Continue the article about a Connecticut police officer and an anti-Common Core organizer from its final sentence.

▸ **QUOTED TEXT**:
────
Latest News and Comment from Education

Monday, October 5, 2015

Common Core Dissent *NOT* Appreciated by Connecticut Police Officer » Missouri Education Watchdog

Common Core Dissent *NOT* Appreciated by Connecticut Police Officer » Missouri Education Watchdog:

Common Core Dissent *NOT* Appreciated by Connecticut Police Officer





A dossier of sorts was compiled by a police officer on an Connecticut citizen organizing an anti-Common Core informational session.  Maybe the police officer didn’t like that the dissenter is a Republican or is a ‘birther’.  Is dissent by a citizen with such credentials considered patriotic or a threat to the State?
One day in late August, local political activist Arthur “Cort” Wrotnowski placed flyers on car windshields in the Island Beach ferry parking lot, hoping to drum up a crowd that would listen to his take on the perils of the Common Core, the controversial federal and state educational reform initiative.
────
▸ **Dataset entries**:
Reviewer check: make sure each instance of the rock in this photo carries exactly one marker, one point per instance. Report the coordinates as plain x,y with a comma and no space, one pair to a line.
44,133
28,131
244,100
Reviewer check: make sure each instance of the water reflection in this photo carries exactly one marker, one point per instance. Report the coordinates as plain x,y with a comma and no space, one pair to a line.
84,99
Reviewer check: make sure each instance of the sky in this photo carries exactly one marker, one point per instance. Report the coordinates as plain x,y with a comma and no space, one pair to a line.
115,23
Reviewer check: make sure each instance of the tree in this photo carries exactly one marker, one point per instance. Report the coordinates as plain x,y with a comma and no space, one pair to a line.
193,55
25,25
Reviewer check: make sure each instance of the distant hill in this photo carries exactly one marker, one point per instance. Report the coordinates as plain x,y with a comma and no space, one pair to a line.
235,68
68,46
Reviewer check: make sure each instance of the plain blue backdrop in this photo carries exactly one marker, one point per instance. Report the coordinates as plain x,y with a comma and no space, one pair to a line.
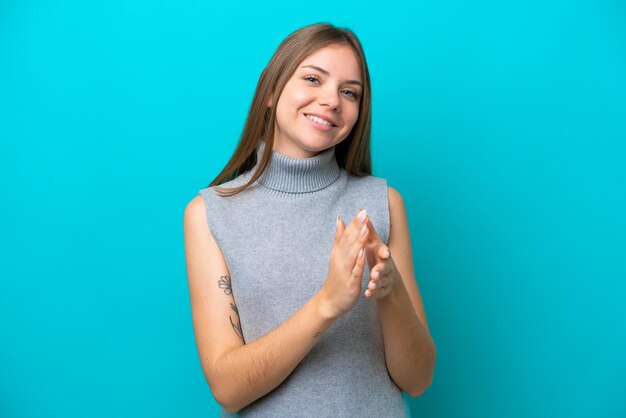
502,124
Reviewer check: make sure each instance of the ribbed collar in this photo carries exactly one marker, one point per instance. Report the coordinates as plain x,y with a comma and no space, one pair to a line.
298,175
────
▸ **ANSWER TO THE PROBLEM**:
His flyers were not compelling enough to get people to give up the outdoors on one of the last beautiful Friday nights of the summer; only two people attended the early evening event at Town Hall on August 28. But the one-page notice did catch the eye of Greenwich Police Captain Mark Kordick, head of the Detective Division and an almost three-decade veteran of the force. He immediately drafted an email to School Superintendent William McKersie, informing the schools chief of the anti-Common Core meeting. That set off a chain of events that resulted Thursday in First Selectmen and Police Commissioner Peter Tesei starting an investigation into Captain Kordick’s behavior.
At issue in the investigation are questions about the proper role of police in civil society, and whether Captain Kordick’s actions went beyond acceptable police behavior.
In an email sent over his signature as Captain of Detectives, Kordick told McKersie about Wrotnowski’s plan to hold a public forum in Town Hall “in the event your office wanted to send an official (or off the record) representative to attend the public event.” He attached a scan of the flyer and identified Wrotnowski as “among other things, (he is) apparently both an anti-Common Core activist and participant in the anti-President Obama “birther” movement.
McKersie replied that he and his staff knew of Wrotnowski’s opposition, but would not be sending a representative to the event, off the record or otherwise.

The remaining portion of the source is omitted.